▸ **Your instructions**: Echo the records word for word, starting with the first line and going on through the line that contains "column 57, row 41", and leave the picture out of your answer.

▸ **Supplied material**:
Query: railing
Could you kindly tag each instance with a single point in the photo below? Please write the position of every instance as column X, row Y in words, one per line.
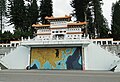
column 57, row 41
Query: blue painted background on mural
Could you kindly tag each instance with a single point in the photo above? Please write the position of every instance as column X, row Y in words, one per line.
column 56, row 58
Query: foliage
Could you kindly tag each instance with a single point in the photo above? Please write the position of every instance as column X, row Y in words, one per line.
column 115, row 26
column 45, row 10
column 90, row 11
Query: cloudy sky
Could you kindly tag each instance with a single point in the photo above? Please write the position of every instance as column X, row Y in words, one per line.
column 62, row 7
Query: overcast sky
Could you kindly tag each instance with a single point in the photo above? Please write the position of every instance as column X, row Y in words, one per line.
column 62, row 7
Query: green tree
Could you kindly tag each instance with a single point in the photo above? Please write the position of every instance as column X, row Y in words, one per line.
column 2, row 12
column 17, row 14
column 45, row 10
column 115, row 26
column 100, row 22
column 32, row 16
column 90, row 11
column 7, row 37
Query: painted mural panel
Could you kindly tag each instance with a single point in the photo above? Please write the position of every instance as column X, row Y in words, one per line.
column 56, row 58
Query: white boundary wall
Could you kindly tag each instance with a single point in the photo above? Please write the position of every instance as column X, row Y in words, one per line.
column 97, row 58
column 17, row 59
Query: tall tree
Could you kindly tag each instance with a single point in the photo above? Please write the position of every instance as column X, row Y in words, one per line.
column 45, row 10
column 79, row 9
column 100, row 22
column 17, row 14
column 90, row 11
column 2, row 12
column 115, row 26
column 32, row 15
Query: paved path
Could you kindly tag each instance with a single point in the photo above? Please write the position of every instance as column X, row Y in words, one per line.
column 58, row 76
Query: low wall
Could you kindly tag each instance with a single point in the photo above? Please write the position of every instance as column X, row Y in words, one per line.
column 112, row 48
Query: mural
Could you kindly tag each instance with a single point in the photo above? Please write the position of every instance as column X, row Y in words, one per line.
column 56, row 58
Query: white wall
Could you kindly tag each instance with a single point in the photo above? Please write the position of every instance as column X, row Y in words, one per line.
column 97, row 58
column 17, row 59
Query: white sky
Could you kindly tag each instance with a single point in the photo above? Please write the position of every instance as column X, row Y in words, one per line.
column 62, row 7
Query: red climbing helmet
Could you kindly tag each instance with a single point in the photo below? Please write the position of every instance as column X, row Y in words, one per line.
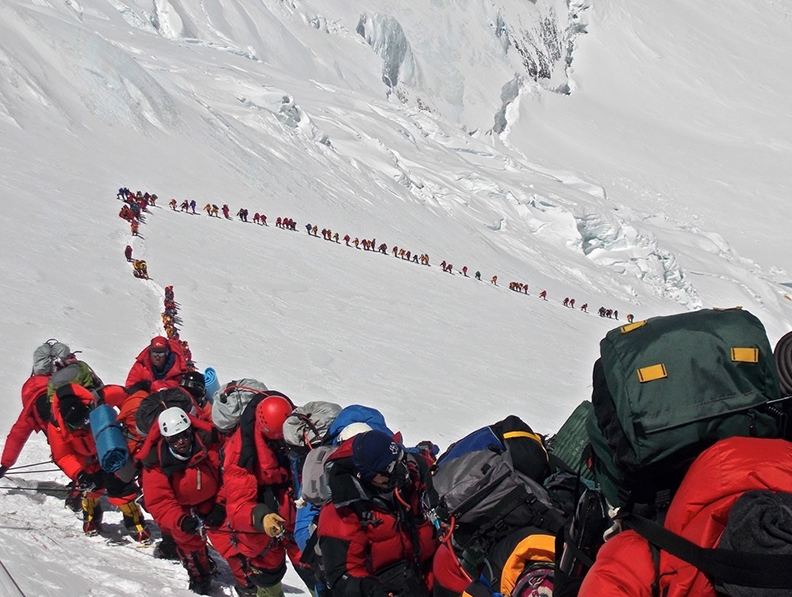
column 271, row 413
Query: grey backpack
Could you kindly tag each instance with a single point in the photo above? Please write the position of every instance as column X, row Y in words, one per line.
column 230, row 401
column 48, row 356
column 315, row 487
column 308, row 424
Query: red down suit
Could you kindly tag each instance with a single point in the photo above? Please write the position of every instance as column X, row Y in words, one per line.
column 362, row 533
column 699, row 511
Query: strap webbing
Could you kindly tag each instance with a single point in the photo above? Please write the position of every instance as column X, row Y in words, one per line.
column 723, row 566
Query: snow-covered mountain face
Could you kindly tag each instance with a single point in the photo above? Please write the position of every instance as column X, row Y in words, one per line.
column 469, row 112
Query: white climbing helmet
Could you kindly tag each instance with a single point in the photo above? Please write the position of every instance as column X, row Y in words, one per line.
column 173, row 421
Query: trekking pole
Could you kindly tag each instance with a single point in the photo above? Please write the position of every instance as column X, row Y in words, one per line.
column 14, row 468
column 41, row 489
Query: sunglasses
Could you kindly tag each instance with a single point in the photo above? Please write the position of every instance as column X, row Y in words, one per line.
column 184, row 435
column 391, row 468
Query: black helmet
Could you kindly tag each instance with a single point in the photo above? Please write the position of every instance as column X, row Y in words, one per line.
column 194, row 383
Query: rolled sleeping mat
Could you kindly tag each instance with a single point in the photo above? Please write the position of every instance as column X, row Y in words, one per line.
column 111, row 448
column 212, row 383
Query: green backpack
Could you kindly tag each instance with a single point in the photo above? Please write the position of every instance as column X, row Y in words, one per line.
column 667, row 388
column 78, row 372
column 570, row 443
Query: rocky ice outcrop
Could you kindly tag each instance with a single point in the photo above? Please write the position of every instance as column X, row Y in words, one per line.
column 385, row 35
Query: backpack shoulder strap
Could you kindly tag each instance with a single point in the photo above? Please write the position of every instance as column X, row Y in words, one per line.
column 770, row 571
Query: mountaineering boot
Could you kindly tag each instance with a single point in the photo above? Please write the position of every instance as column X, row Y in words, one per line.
column 92, row 516
column 134, row 523
column 73, row 499
column 166, row 548
column 271, row 591
column 197, row 565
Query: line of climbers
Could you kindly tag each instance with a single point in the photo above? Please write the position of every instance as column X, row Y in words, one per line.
column 692, row 498
column 370, row 245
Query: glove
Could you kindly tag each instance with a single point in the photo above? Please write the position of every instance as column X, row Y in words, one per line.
column 190, row 525
column 273, row 524
column 86, row 482
column 216, row 517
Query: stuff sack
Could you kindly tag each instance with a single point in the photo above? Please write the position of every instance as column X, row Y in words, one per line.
column 308, row 424
column 50, row 355
column 667, row 388
column 570, row 443
column 230, row 401
column 490, row 482
column 78, row 372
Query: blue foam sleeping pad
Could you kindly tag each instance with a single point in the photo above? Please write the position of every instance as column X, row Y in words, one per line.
column 108, row 435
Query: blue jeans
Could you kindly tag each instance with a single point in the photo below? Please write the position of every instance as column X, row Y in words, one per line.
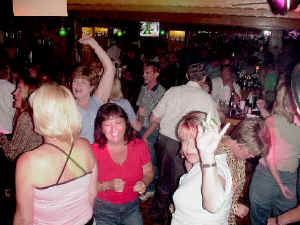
column 107, row 213
column 266, row 199
column 152, row 138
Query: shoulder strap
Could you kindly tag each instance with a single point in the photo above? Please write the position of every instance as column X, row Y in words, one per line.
column 68, row 157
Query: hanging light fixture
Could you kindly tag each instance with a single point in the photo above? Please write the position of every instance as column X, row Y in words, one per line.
column 282, row 7
column 62, row 31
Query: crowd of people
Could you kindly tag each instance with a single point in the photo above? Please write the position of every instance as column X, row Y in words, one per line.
column 88, row 149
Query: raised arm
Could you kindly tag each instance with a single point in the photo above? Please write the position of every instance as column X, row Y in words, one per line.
column 154, row 123
column 291, row 216
column 24, row 192
column 102, row 92
column 271, row 160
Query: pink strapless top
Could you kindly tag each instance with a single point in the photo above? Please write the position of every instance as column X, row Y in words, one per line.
column 63, row 204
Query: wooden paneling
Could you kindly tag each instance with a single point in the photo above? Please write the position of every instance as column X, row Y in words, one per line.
column 240, row 13
column 184, row 20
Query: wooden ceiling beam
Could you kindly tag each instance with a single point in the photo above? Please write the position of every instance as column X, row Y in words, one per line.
column 262, row 23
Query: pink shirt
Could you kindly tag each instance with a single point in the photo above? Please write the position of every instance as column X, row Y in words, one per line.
column 130, row 171
column 63, row 204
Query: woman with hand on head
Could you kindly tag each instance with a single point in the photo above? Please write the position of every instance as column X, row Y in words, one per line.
column 56, row 182
column 124, row 168
column 205, row 191
column 273, row 185
column 90, row 95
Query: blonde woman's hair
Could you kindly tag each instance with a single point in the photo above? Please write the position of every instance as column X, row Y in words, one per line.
column 55, row 113
column 187, row 126
column 279, row 104
column 116, row 91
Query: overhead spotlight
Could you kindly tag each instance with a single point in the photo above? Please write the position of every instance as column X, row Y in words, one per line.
column 62, row 31
column 282, row 7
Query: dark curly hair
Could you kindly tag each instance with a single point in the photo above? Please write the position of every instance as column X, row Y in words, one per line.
column 105, row 112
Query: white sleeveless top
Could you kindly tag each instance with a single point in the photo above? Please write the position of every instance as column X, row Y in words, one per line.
column 188, row 198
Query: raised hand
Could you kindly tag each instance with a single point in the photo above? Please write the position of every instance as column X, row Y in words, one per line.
column 242, row 211
column 88, row 40
column 139, row 187
column 117, row 185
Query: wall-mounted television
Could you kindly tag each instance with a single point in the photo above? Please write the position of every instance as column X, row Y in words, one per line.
column 149, row 29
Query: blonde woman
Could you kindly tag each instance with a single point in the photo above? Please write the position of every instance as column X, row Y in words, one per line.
column 205, row 191
column 273, row 186
column 56, row 182
column 118, row 98
column 88, row 92
column 24, row 138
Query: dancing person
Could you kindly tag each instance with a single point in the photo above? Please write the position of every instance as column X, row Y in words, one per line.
column 88, row 94
column 151, row 93
column 176, row 102
column 56, row 183
column 118, row 98
column 205, row 191
column 273, row 186
column 24, row 137
column 245, row 142
column 124, row 168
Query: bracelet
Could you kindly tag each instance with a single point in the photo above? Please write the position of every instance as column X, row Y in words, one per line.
column 276, row 220
column 209, row 165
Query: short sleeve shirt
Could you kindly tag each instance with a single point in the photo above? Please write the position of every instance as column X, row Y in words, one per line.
column 180, row 100
column 148, row 99
column 188, row 197
column 130, row 171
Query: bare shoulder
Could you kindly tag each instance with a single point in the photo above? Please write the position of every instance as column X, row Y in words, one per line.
column 83, row 151
column 82, row 145
column 33, row 165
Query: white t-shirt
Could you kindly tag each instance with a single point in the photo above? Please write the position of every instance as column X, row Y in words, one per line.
column 7, row 111
column 188, row 198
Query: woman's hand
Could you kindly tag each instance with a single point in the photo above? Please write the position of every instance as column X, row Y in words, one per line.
column 209, row 137
column 117, row 185
column 140, row 187
column 271, row 221
column 242, row 210
column 261, row 107
column 286, row 192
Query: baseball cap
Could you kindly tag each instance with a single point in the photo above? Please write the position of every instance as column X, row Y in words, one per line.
column 197, row 70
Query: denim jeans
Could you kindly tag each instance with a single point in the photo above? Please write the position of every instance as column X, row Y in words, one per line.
column 151, row 141
column 107, row 213
column 266, row 199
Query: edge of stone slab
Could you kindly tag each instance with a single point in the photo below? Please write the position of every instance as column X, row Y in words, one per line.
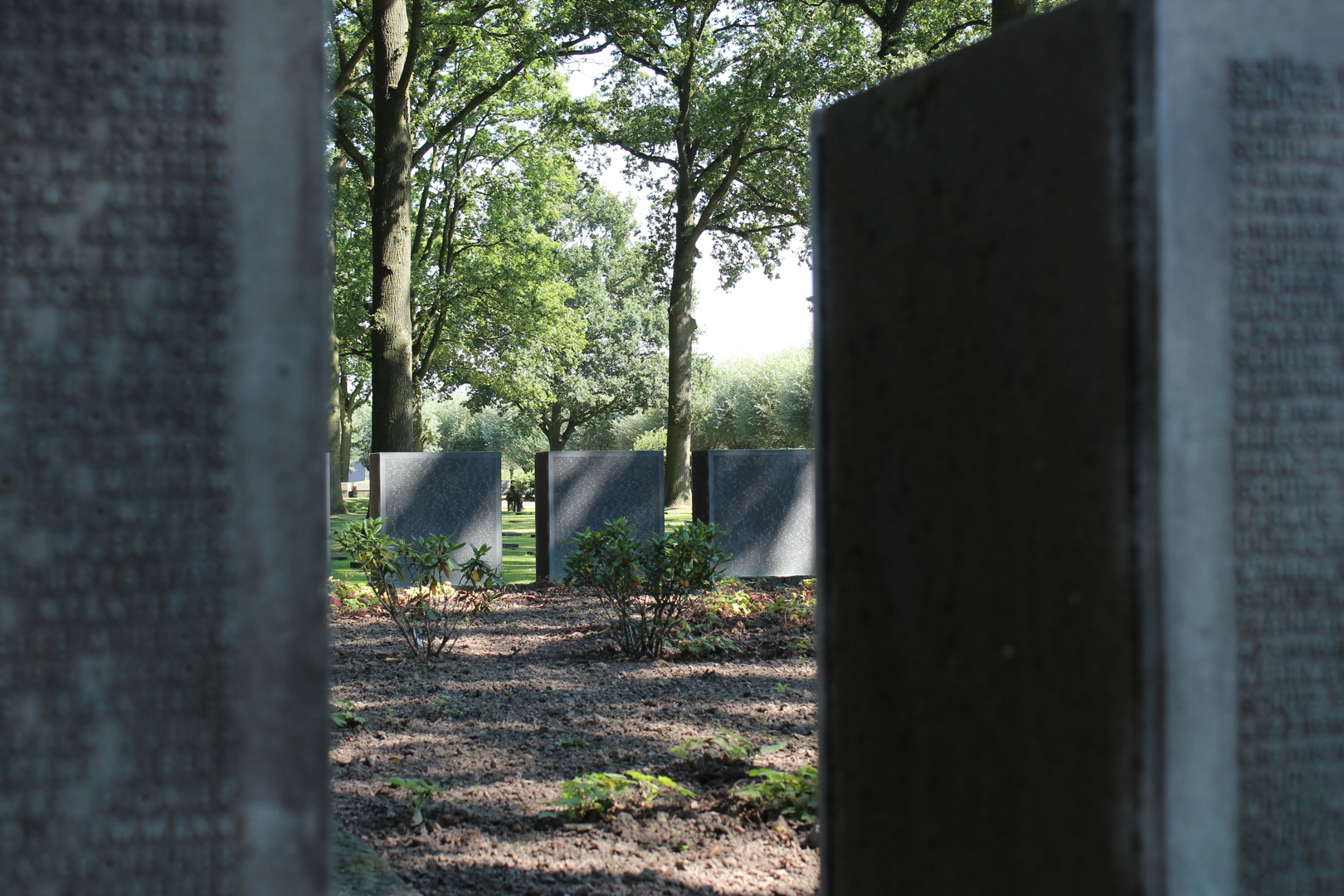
column 359, row 871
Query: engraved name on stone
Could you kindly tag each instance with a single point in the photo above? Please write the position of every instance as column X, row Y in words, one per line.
column 1288, row 449
column 113, row 305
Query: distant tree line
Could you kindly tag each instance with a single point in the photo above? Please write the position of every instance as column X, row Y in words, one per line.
column 468, row 249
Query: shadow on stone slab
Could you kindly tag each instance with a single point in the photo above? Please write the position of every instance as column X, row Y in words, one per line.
column 359, row 871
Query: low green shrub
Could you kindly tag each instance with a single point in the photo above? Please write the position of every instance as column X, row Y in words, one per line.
column 350, row 597
column 728, row 599
column 429, row 611
column 704, row 645
column 645, row 585
column 788, row 793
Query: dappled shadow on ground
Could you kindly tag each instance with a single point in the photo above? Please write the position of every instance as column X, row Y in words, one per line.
column 524, row 707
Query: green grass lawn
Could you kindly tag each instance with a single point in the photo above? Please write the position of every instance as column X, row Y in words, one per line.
column 519, row 540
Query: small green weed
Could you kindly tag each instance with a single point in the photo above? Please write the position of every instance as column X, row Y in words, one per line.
column 786, row 793
column 351, row 597
column 421, row 793
column 791, row 607
column 728, row 599
column 730, row 747
column 343, row 715
column 598, row 791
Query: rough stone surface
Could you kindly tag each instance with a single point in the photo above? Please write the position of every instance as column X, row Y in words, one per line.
column 162, row 338
column 765, row 503
column 587, row 489
column 438, row 494
column 1081, row 458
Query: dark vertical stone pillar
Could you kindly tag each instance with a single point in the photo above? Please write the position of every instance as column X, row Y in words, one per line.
column 1081, row 338
column 162, row 343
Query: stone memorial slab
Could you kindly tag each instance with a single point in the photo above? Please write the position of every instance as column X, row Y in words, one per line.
column 1081, row 458
column 587, row 489
column 765, row 503
column 163, row 635
column 453, row 494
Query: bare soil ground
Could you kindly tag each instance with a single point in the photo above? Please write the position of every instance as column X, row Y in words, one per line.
column 535, row 694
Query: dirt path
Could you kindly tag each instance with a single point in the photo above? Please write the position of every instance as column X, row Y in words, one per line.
column 533, row 696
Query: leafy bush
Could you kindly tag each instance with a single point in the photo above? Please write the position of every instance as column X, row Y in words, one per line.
column 704, row 645
column 728, row 599
column 652, row 441
column 647, row 585
column 786, row 793
column 429, row 613
column 351, row 597
column 598, row 791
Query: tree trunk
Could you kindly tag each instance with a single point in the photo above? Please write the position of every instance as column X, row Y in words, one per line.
column 394, row 394
column 554, row 429
column 676, row 472
column 335, row 418
column 347, row 429
column 1004, row 11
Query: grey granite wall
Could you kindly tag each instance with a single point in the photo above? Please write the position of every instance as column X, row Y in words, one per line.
column 587, row 489
column 765, row 503
column 162, row 386
column 438, row 494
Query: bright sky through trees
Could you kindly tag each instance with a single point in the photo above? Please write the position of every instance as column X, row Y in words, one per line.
column 760, row 316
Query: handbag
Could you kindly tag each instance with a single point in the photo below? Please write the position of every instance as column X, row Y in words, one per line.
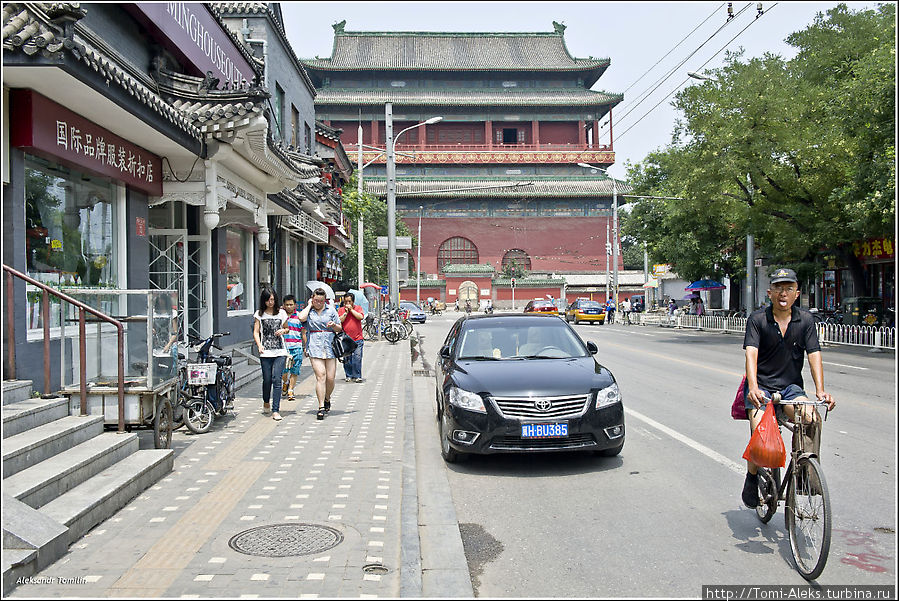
column 766, row 448
column 738, row 409
column 342, row 346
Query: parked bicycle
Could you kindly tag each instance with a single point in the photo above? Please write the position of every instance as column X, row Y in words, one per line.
column 207, row 386
column 807, row 500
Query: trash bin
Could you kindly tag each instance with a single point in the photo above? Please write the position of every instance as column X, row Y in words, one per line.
column 863, row 311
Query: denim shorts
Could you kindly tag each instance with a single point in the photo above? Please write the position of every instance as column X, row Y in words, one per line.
column 787, row 394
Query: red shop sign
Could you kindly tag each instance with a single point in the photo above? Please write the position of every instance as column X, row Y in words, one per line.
column 47, row 127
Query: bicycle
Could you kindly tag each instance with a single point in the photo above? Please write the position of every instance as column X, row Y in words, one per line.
column 807, row 515
column 209, row 387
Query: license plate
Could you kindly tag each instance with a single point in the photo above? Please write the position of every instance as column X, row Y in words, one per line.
column 201, row 374
column 559, row 430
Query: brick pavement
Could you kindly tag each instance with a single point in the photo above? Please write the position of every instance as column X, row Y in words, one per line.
column 345, row 472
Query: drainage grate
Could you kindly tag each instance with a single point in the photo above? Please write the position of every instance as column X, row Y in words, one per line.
column 286, row 540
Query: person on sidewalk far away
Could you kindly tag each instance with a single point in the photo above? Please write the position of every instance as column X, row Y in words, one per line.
column 351, row 316
column 269, row 327
column 321, row 322
column 294, row 342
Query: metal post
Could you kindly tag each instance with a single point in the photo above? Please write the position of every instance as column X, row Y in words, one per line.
column 392, row 275
column 615, row 237
column 361, row 270
column 418, row 262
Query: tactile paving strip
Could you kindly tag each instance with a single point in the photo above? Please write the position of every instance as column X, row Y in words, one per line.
column 286, row 540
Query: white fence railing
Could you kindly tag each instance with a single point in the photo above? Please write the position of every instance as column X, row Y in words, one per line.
column 827, row 333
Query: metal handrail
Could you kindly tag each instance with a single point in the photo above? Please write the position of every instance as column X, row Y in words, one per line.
column 82, row 344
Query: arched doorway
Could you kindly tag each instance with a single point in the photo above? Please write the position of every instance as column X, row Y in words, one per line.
column 468, row 290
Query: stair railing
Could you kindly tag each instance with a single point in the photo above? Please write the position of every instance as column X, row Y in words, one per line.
column 82, row 343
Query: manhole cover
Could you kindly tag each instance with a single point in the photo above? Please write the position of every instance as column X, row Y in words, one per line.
column 286, row 540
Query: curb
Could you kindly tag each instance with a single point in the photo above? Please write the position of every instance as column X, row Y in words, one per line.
column 443, row 567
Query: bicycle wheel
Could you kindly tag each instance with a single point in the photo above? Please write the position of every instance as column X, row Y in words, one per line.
column 807, row 518
column 199, row 415
column 767, row 495
column 392, row 333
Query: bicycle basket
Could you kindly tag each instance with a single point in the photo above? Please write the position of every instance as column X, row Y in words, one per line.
column 201, row 374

▸ **Task solution**:
Query: railing
Could you kindly tag each instance with a single point in the photo below? Please write the position of every instance as column X, row Y in words, one per line.
column 57, row 41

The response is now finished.